_Exercise instructions_.
Copy the part of the passage on God's care from "God doesn’t just" to "not highly esteemed." word for word.
>> Start Given passage
He is concerned about people
And what goes on in their lives.
Sometimes we adults don’t pray about certain things because we feel like they are trivial matters to burden God with. But when a child prays, what do they pray for? Their dog who is sick, the doll that they lost. Kids pray for every little thing you can imagine because they believe that God cares, and you know what? He does! God is great, but He is interested and gets involved in our lives because He cares.
Did you catch that?
Not only does He care,
He gets actively involved.
In verses 7–9, we see that He “raises the lowly up.”
God doesn’t just care about the rich and powerful,
He cares about the lowest members of society.
In ancient Israel, the three groups that the psalmist mentions, “the poor, the needy, and the barren women,” were looked down upon. They were stigmatized by society simply because of their condition, and the status of the poor that the psalmist mentions here was one of destitution. He makes reference here to “the ash heap,” which was essentially the town dump. Every good-sized town would have a landfill outside the walls of the city where they would burn their trash and their human waste. People who had nowhere else to turn would live at these landfills, begging for the scraps of food that people brought out and huddling around the fires at night to stay warm. You can imagine that . . .
These people were not highly esteemed.
But look at God’s actions!
God, who is so great,
Looks down from above the heavens,
Sees people in absolute destitution,
And is moved with compassion
To raise them to a position of prominence.
He sees the barren woman in her grief and is moved to grant her children. Now these examples should be taken as proverbial. In other words, they express a general truth of life. God doesn’t take every poor person out of their poverty, and He doesn’t give children to every barren woman. He has His own plans which ultimately are good and perfect, even though we don’t understand them. But . . .
This is God’s character –
To be moved with compassion
By the needs of people.
And we clearly see from this the goodness of God.
God’s goodness stands
With His greatness
To make Him
The God that He is.
These two aspects of God’s nature are not contradictory, they are complimentary.
If God were only great,
He would not be concerned about mankind,
But if He were only good,
He would not have the power
To act on His concerns.
These truths should draw out a complimentary response from us . . .
Makes Him worthy
Of our worship and adoration,
While His goodness
Makes Him worthy
Of our love and devotion.
Can you not see clearly now why the psalmist calls for such a response of praise, and why our hearts can respond appropriately!
This is God’s Word For Today … This Is Grace For The Journey
Rest and Rejoice in this eternal truth!
Ephesians 4:7 – “But to each one of us grace has been given as Christ apportioned it.”
Hebrews 4:16 – “Let us then approach the throne of grace with confidence, so that we may receive mercy and find grace to help us in our time of need.”
>> End Given passage
>> Start Dataset content
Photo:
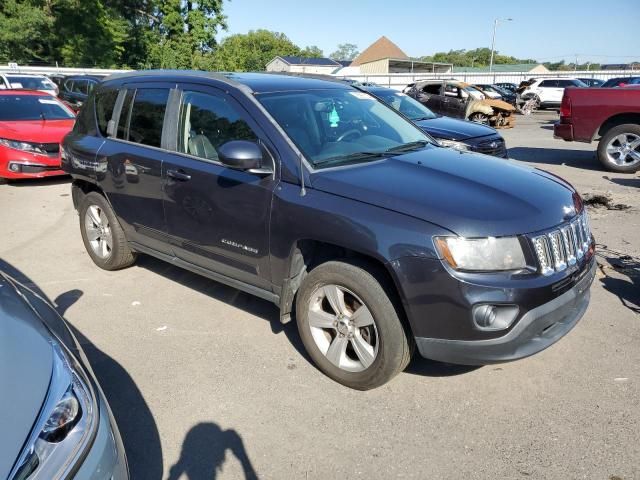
>> End Dataset content
_Finished answer_.
God doesn’t just care about the rich and powerful,
He cares about the lowest members of society.
In ancient Israel, the three groups that the psalmist mentions, “the poor, the needy, and the barren women,” were looked down upon. They were stigmatized by society simply because of their condition, and the status of the poor that the psalmist mentions here was one of destitution. He makes reference here to “the ash heap,” which was essentially the town dump. Every good-sized town would have a landfill outside the walls of the city where they would burn their trash and their human waste. People who had nowhere else to turn would live at these landfills, begging for the scraps of food that people brought out and huddling around the fires at night to stay warm. You can imagine that . . .
These people were not highly esteemed.